* _Given instruction_:
Pull out every line in the items below that contains the word "green". Keep those lines and leave out all others.

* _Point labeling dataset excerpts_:
----

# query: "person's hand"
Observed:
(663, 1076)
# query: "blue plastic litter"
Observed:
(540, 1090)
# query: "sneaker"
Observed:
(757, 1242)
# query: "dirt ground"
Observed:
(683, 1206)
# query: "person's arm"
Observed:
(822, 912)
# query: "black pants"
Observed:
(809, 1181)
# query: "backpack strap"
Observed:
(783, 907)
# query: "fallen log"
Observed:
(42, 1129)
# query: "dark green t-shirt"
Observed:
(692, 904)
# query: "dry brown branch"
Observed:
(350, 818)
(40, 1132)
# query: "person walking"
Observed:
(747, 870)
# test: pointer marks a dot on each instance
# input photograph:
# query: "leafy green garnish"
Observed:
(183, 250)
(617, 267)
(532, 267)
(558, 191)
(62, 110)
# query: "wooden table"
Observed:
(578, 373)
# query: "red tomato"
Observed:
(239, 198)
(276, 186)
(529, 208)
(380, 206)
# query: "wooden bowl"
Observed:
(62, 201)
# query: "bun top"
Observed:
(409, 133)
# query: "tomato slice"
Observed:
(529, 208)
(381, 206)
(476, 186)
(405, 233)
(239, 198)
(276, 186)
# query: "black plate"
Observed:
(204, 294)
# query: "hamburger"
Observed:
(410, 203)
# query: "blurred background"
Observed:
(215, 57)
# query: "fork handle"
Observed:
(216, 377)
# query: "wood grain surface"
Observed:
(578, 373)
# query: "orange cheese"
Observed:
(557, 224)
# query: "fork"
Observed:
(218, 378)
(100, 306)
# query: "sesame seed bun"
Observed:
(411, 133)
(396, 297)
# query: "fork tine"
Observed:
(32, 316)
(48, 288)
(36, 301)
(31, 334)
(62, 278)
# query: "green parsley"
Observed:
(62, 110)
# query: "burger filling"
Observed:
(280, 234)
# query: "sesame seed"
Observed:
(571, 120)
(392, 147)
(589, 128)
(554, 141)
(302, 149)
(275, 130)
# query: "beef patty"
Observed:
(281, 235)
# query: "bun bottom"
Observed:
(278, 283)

----

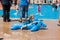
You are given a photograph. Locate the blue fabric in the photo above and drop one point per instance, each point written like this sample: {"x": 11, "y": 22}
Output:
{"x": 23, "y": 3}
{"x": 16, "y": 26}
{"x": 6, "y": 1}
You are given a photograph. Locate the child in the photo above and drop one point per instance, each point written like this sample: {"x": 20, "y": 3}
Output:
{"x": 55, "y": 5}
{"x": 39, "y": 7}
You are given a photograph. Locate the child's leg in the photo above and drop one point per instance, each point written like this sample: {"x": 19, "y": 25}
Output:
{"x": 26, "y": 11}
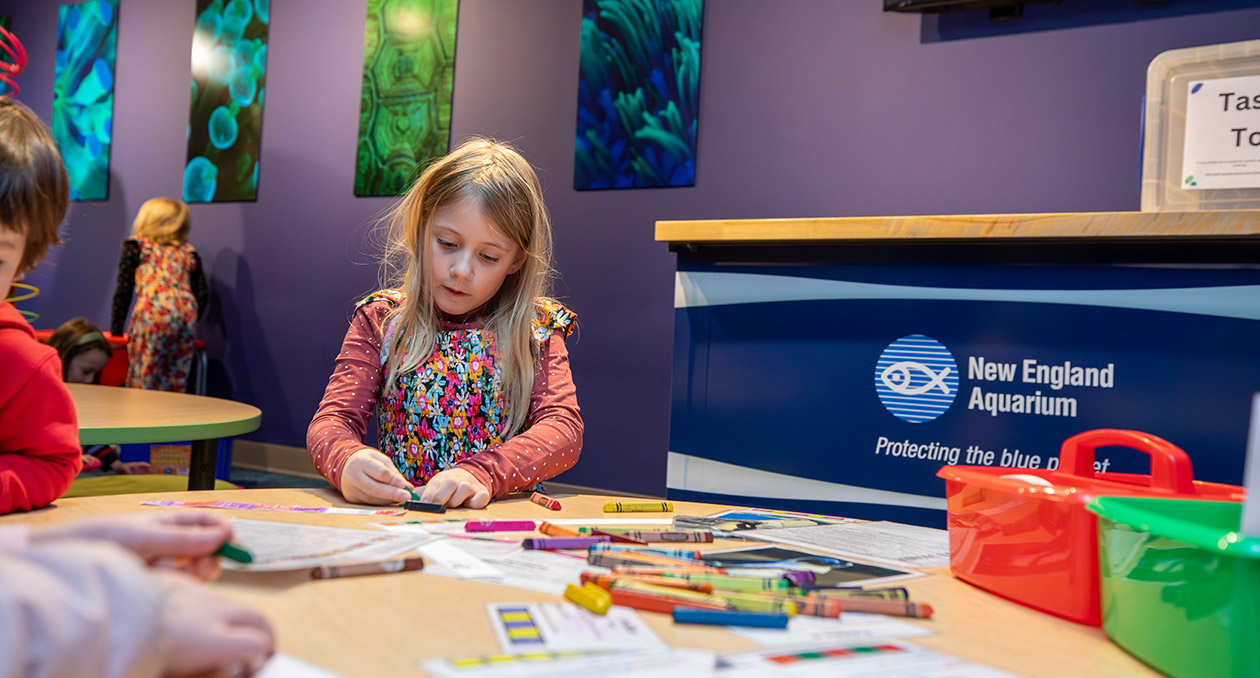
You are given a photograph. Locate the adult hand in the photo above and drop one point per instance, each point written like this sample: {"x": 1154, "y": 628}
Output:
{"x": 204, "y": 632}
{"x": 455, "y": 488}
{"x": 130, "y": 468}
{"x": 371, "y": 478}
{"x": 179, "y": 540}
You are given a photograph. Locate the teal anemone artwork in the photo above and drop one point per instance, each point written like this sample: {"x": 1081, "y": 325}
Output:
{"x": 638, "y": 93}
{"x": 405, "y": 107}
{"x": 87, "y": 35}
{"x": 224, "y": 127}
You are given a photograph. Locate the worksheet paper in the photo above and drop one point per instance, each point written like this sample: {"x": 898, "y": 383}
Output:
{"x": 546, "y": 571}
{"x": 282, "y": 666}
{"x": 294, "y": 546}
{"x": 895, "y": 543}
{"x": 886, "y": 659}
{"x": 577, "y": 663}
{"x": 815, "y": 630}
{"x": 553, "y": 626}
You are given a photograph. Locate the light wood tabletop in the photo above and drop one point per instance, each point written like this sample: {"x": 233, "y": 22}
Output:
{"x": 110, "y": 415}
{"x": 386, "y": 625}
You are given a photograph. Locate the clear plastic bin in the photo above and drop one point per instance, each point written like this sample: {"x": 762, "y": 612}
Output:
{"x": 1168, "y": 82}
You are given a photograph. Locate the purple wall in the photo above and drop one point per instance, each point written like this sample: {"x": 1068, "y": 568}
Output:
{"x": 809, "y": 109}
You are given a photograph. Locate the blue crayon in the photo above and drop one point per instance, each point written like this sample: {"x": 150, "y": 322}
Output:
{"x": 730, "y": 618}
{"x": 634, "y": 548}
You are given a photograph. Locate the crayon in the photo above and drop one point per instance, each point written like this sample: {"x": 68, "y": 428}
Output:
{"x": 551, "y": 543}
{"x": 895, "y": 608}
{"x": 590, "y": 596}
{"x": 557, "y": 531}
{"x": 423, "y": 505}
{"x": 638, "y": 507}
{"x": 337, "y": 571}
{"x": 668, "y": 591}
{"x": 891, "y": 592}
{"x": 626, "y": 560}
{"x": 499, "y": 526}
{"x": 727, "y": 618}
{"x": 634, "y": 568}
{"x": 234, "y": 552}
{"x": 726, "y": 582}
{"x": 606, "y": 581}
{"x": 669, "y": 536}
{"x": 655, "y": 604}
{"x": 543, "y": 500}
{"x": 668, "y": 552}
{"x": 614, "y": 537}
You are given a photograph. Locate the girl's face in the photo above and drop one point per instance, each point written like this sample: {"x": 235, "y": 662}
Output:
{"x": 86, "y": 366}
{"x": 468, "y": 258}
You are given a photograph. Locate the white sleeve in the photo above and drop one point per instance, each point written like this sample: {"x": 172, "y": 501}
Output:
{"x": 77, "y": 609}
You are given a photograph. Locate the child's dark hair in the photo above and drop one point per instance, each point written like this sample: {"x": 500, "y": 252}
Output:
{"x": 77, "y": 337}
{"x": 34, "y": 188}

----

* _The solution_:
# query: "dark green t-shirt"
# query: "leafy green garnish"
# query: "green parsley"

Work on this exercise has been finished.